### TASK OBJECTIVE
Answer these three questions from the Form 8-K cover page below:
1. What date is given for the earliest event reported?
2. In which city and state are the principal executive offices?
3. What is the registrant's telephone number, including area code?

### TEXT SHOWN
---

SECURITIES AND EXCHANGE COMMISSION

WASHINGTON, D.C. 20549

 

 

FORM 8-K

 

CURRENT REPORT

Pursuant to Section 13 or 15(d) of the Securities Exchange Act of 1934

 

Date of Report (Date of earliest event reported): January 20, 2021

 

 

EQUUS TOTAL RETURN, INC.

(Exact Name of Registrant as Specified in its Charter)

 

 

 

Delaware    814-00098 76-0345915
(State or Other Jurisdiction (Commission File (IRS Employer
Of Incorporation) Number) Identification No.)

 

 

700 Louisiana Street, 48th Floor Houston, Texas

 

 

77020

(Address of Principal Executive Offices) (Zip Code)

 

Registrant’s telephone number, including area code: (713) 529-0900

 

N/A

(Former Name or Former Address, if Changed Since Last Report)

 

Check the appropriate box below if the Form 8-k filing is intended to simultaneously satisfy the filing obligation of the registrant under any of the following provisions:

 

[ ] Written communications pursuant to Rule 425 under the Securities Act (17 CFR 230.425)

---

### MATERIAL
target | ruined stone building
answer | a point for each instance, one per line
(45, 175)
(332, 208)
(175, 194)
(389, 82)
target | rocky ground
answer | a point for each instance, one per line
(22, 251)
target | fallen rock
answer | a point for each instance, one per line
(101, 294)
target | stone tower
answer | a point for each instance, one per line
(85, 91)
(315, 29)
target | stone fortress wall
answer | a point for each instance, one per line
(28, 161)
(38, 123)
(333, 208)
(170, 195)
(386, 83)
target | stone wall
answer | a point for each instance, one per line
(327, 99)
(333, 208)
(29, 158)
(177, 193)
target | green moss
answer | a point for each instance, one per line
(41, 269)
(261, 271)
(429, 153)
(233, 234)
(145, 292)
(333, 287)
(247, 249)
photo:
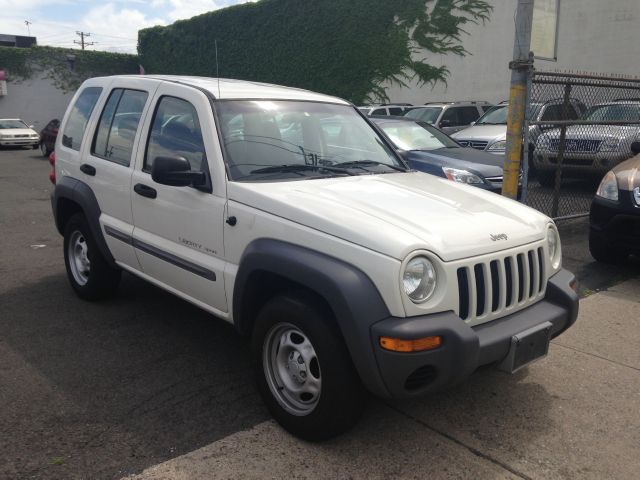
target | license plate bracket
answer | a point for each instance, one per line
(527, 347)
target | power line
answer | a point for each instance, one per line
(82, 43)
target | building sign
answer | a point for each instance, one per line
(544, 30)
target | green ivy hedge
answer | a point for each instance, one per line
(23, 63)
(346, 48)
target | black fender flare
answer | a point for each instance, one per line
(349, 292)
(80, 193)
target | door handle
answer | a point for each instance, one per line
(145, 190)
(88, 169)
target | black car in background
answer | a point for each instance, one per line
(429, 150)
(48, 137)
(614, 219)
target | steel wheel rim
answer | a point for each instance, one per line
(292, 369)
(78, 258)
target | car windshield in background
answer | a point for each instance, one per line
(416, 136)
(495, 116)
(8, 124)
(426, 114)
(613, 112)
(271, 140)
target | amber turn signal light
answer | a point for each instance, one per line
(417, 345)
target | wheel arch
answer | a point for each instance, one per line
(269, 267)
(72, 196)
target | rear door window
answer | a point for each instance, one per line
(118, 125)
(79, 117)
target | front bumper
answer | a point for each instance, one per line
(618, 223)
(465, 348)
(599, 162)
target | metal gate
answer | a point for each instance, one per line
(577, 128)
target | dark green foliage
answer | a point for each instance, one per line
(346, 48)
(22, 63)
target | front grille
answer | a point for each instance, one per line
(477, 144)
(489, 288)
(575, 145)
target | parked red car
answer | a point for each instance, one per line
(48, 137)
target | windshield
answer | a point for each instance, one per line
(425, 114)
(416, 136)
(7, 124)
(494, 116)
(613, 112)
(269, 140)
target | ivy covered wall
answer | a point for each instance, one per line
(340, 47)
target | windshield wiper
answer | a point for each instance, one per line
(363, 164)
(301, 167)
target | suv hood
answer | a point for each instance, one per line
(482, 132)
(397, 213)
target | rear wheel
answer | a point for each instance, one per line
(304, 371)
(603, 251)
(90, 275)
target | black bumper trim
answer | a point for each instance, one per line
(466, 348)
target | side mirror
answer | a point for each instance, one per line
(176, 172)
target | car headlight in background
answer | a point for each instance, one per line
(608, 187)
(553, 244)
(419, 279)
(610, 144)
(500, 145)
(462, 176)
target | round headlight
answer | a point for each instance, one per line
(553, 242)
(419, 279)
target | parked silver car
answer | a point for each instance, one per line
(489, 133)
(590, 149)
(449, 116)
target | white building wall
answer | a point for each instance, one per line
(36, 101)
(597, 36)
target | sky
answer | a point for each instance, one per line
(113, 25)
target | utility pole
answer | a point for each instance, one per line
(520, 67)
(82, 43)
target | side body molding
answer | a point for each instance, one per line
(74, 190)
(349, 292)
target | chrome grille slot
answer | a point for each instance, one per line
(490, 288)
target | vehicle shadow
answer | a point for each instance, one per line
(106, 389)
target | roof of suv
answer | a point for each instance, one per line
(225, 88)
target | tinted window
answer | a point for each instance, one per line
(452, 115)
(79, 116)
(175, 132)
(118, 125)
(468, 115)
(559, 112)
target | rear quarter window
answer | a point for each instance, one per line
(79, 117)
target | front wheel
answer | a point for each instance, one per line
(90, 275)
(304, 372)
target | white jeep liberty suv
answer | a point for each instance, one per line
(288, 214)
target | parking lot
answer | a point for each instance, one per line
(147, 384)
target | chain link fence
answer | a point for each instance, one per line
(578, 127)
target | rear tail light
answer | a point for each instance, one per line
(52, 173)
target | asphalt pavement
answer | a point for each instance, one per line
(148, 383)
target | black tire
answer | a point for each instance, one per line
(100, 279)
(339, 403)
(603, 251)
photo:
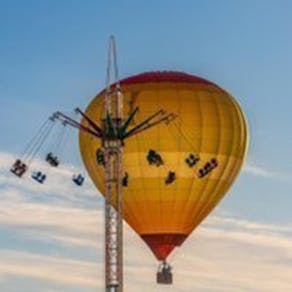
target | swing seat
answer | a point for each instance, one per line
(39, 176)
(78, 179)
(18, 168)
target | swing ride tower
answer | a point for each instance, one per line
(113, 131)
(113, 149)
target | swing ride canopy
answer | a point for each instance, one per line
(209, 125)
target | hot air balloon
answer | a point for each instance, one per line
(177, 172)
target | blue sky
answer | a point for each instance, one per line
(53, 56)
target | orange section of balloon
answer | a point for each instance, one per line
(201, 152)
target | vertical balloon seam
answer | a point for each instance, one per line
(196, 208)
(209, 202)
(196, 95)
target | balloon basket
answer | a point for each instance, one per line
(164, 274)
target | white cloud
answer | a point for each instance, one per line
(65, 225)
(259, 171)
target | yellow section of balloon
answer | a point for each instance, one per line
(209, 125)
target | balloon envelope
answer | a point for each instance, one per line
(209, 125)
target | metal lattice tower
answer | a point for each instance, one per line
(112, 133)
(113, 146)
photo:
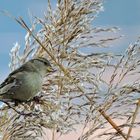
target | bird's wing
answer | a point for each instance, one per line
(13, 81)
(10, 84)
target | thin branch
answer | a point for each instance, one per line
(133, 119)
(113, 124)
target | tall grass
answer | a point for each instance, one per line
(88, 89)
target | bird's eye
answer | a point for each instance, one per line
(50, 69)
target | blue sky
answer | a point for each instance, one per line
(122, 13)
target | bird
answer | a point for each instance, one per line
(26, 81)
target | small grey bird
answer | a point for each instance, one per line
(26, 81)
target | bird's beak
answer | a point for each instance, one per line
(50, 69)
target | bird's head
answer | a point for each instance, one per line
(43, 65)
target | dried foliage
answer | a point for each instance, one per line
(89, 89)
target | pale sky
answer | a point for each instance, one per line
(121, 13)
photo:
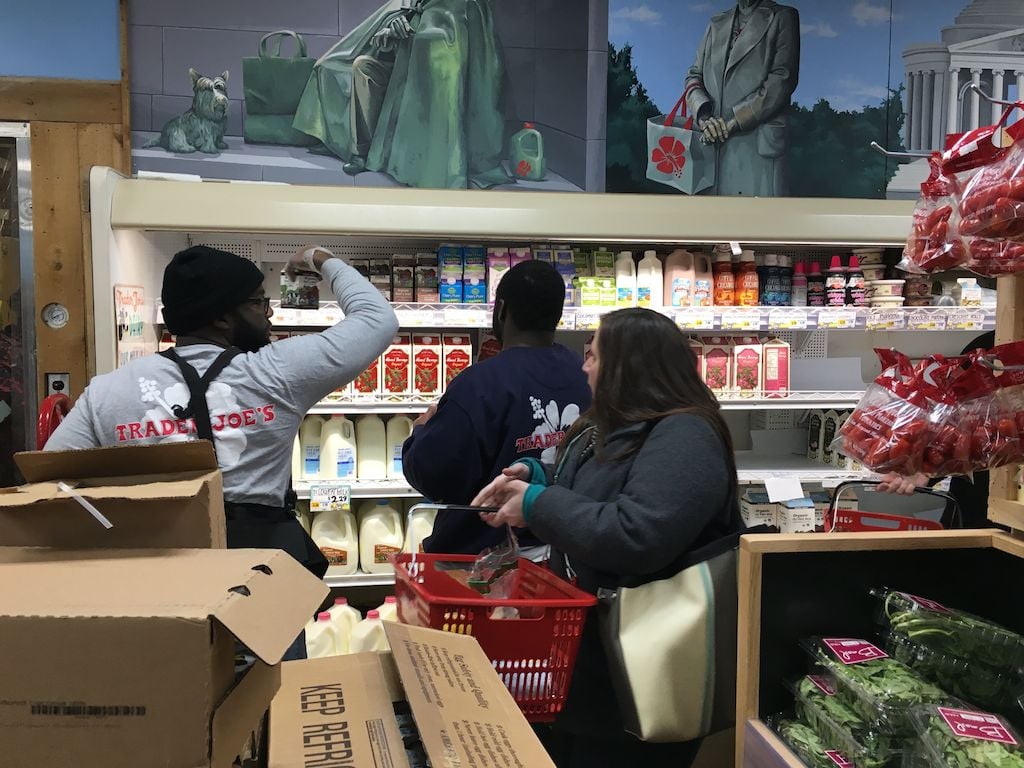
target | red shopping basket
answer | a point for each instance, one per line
(532, 654)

---

### RESPONSE TO THE EXERCISE
1. January 20, 2021
2. Houston, Texas
3. (713) 529-0900